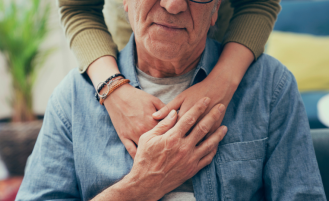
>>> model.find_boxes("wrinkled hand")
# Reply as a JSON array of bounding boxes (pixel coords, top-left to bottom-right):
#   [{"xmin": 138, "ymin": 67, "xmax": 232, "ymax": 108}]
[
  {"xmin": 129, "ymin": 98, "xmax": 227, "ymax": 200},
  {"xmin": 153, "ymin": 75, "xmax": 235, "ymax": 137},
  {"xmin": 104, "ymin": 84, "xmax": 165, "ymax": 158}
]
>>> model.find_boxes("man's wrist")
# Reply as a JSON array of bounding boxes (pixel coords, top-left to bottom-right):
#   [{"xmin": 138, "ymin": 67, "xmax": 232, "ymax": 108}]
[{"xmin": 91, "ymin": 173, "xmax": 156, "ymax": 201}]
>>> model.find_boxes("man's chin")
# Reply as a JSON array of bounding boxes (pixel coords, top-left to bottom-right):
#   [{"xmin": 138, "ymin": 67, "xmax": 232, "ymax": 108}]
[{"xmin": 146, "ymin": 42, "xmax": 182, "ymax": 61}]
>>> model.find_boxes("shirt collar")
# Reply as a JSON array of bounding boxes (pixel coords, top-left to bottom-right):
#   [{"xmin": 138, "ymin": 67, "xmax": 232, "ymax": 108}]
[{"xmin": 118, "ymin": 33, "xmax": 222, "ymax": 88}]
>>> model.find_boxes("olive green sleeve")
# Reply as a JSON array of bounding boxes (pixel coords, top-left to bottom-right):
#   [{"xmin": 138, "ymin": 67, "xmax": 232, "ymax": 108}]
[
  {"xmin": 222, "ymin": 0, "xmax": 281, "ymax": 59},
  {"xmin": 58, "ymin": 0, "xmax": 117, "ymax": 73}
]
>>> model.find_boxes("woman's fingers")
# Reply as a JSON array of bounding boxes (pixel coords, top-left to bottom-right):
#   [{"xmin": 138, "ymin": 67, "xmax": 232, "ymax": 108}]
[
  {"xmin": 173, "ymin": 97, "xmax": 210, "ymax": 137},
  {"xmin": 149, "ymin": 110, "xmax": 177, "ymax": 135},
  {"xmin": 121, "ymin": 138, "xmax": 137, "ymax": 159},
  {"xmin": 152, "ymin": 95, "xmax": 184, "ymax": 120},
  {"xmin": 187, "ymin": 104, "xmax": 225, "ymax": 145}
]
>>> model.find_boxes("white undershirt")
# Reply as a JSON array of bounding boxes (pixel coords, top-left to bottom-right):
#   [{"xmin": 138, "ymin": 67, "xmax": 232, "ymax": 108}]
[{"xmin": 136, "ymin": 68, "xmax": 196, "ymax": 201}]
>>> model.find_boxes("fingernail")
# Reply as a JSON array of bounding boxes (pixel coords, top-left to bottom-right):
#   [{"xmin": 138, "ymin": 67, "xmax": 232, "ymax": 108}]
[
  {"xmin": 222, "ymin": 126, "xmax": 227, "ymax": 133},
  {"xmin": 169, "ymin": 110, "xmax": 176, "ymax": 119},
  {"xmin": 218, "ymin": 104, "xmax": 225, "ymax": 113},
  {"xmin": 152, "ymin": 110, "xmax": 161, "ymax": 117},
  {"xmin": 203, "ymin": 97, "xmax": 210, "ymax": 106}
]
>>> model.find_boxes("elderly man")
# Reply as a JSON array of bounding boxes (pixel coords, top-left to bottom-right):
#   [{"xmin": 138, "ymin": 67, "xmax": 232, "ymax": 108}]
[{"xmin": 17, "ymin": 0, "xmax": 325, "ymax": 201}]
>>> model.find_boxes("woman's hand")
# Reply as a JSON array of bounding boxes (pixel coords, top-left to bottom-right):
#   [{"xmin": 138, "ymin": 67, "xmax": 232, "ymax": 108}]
══════════
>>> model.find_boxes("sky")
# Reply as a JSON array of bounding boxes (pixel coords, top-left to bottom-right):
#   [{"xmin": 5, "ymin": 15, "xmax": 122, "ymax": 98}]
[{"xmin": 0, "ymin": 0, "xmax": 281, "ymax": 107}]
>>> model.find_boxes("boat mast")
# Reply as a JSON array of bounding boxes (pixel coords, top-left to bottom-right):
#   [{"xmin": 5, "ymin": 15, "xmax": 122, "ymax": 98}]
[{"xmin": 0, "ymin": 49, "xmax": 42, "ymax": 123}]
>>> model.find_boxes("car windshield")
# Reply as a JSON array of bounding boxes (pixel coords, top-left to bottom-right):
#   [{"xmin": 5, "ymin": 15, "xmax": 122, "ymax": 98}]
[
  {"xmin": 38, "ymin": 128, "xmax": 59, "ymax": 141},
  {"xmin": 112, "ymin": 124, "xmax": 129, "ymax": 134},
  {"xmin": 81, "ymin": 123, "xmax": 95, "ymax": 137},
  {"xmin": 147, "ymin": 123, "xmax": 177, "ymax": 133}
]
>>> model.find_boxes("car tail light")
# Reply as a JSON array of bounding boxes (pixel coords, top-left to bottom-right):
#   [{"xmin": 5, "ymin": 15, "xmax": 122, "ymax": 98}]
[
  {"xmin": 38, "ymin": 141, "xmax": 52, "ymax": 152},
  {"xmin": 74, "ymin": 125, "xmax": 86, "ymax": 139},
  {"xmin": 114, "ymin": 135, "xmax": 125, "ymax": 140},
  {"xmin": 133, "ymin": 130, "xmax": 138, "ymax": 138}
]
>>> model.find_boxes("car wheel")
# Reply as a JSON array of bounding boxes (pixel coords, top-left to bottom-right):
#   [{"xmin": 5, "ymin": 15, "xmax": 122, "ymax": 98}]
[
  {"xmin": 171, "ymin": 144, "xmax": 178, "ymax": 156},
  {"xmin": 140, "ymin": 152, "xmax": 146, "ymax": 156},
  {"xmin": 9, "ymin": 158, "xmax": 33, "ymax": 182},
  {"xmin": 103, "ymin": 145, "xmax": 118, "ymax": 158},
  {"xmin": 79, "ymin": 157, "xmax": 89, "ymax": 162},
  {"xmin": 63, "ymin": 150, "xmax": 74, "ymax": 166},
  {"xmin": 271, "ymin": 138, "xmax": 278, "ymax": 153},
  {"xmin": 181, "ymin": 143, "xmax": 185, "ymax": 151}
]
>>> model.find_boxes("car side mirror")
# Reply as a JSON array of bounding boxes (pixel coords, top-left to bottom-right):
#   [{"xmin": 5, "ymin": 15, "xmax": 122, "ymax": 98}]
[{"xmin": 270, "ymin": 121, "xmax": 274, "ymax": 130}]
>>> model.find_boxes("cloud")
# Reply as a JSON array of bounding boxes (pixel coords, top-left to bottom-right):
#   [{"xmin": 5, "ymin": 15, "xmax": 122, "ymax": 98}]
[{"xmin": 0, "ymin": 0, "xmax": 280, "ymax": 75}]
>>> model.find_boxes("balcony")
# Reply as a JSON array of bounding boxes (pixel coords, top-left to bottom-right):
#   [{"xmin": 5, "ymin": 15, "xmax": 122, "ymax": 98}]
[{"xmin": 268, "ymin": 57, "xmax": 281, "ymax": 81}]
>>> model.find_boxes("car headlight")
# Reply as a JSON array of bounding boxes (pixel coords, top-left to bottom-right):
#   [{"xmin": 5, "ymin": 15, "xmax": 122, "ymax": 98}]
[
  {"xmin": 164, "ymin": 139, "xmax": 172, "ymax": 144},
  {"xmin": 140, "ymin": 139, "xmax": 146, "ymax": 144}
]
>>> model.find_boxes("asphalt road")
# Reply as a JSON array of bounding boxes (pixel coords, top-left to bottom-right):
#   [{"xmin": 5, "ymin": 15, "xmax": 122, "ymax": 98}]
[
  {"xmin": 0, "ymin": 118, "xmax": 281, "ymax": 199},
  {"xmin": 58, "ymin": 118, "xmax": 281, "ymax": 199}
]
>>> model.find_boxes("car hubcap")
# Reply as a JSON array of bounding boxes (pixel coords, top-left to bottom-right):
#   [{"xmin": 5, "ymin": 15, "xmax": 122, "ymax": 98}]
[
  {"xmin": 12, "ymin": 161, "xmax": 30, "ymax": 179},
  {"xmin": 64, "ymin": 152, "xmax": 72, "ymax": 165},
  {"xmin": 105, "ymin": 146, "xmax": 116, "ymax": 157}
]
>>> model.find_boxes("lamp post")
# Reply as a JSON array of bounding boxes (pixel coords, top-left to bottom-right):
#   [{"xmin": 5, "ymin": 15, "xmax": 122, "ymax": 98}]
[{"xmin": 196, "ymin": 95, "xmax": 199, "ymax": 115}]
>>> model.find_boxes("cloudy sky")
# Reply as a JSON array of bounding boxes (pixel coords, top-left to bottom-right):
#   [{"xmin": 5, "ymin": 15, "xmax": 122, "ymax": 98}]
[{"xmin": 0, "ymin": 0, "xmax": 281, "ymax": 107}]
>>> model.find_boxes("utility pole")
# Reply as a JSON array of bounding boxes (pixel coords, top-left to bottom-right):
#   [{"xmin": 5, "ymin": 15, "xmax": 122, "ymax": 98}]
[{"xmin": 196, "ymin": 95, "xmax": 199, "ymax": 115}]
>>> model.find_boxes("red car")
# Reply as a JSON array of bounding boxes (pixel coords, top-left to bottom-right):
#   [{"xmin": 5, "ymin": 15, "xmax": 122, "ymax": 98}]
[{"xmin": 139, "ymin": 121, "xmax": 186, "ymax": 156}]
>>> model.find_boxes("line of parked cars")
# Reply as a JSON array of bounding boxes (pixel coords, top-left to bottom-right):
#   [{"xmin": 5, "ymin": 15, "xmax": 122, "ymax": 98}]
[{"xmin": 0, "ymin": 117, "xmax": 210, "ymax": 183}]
══════════
▶ **Problem details**:
Show each line of the listing that contains the string "woman".

▶ **Reply to the task**:
>>> model.find_boxes("woman's fingers")
>>> model.find_boxes("woman's hand")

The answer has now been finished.